EXERCISE DIRECTIONS ▸ Count the lines in the rows below that contain the string "panel", and give only that number.

SUPPLIED DATA ▸
-=-=-

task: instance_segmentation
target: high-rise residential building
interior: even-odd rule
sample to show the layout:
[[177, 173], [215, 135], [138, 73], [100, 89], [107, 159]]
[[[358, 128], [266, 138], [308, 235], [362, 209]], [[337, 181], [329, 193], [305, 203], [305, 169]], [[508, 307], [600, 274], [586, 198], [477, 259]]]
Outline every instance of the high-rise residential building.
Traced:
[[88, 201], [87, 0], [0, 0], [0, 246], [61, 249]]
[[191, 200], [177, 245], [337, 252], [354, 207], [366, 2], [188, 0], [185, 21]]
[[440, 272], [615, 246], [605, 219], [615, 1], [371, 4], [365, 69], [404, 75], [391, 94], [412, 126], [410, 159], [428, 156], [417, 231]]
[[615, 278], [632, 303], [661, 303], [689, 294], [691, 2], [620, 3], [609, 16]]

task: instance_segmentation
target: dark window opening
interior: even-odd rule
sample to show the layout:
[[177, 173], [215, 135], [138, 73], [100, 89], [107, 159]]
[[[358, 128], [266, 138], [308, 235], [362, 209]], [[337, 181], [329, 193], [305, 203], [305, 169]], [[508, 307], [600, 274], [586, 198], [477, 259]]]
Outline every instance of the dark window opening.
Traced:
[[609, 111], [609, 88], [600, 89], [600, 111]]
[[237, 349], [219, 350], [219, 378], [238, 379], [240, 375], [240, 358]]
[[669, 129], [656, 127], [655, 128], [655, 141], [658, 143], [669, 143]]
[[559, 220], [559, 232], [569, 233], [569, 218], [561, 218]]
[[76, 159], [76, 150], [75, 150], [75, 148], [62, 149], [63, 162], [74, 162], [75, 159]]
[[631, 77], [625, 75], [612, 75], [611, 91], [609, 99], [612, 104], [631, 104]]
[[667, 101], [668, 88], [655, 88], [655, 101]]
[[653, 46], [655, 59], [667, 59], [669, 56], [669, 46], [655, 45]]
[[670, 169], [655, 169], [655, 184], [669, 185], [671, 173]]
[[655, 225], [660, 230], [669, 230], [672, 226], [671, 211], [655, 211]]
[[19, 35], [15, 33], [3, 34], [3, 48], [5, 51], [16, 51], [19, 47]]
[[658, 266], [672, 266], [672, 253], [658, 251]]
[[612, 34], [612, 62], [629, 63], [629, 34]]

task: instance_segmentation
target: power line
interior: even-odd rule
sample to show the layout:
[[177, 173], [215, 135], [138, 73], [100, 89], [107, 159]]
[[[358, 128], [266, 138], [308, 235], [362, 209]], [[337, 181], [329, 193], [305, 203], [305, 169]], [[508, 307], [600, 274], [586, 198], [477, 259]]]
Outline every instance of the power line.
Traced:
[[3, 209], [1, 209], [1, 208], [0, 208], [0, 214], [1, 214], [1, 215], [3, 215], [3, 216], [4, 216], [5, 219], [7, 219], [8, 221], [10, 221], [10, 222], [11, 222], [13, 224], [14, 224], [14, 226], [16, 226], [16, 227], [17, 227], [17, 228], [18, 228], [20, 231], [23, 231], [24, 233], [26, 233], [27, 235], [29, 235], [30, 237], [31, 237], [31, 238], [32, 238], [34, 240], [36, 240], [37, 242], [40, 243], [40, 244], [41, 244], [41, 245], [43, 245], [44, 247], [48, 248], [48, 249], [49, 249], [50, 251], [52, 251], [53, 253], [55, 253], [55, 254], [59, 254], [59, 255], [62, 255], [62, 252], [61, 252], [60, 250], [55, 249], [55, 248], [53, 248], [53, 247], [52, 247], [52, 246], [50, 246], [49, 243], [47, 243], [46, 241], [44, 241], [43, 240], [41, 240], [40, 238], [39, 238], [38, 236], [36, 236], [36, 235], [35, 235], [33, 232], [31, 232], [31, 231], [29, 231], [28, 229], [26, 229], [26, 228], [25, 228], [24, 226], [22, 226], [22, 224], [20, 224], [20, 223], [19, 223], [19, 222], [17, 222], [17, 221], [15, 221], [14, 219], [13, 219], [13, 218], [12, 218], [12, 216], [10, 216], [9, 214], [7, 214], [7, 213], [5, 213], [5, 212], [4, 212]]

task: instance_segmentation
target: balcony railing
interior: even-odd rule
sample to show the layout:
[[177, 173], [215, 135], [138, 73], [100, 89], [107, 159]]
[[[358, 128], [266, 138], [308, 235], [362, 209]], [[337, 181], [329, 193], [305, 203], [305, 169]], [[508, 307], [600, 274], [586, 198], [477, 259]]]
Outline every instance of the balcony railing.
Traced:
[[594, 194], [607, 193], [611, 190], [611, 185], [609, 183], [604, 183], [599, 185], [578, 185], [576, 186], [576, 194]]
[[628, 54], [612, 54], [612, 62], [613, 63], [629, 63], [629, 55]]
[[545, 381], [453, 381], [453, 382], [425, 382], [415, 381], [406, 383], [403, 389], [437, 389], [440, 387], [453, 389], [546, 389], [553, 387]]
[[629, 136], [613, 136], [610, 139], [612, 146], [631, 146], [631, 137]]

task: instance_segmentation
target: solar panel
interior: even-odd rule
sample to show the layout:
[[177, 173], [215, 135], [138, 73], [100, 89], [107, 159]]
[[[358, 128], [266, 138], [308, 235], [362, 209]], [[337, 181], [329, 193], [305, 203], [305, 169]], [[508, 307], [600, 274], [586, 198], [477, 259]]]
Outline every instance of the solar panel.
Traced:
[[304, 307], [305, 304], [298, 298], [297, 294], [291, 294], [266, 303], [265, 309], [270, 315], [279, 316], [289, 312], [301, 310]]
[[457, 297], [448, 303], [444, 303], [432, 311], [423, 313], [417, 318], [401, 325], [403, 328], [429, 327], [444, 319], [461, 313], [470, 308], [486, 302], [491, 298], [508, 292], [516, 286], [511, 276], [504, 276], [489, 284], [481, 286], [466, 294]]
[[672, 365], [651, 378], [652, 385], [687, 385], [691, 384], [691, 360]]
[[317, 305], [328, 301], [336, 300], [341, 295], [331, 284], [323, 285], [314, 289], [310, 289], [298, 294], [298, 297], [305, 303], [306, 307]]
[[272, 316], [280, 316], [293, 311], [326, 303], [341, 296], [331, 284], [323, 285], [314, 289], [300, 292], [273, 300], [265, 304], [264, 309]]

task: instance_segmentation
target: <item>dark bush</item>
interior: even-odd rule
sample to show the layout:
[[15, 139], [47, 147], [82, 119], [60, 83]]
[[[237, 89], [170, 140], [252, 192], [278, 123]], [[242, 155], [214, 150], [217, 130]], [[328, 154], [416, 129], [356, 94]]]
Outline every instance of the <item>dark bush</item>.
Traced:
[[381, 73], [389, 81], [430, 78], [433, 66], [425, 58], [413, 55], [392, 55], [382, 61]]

-=-=-

OUTPUT BELOW ▸ 2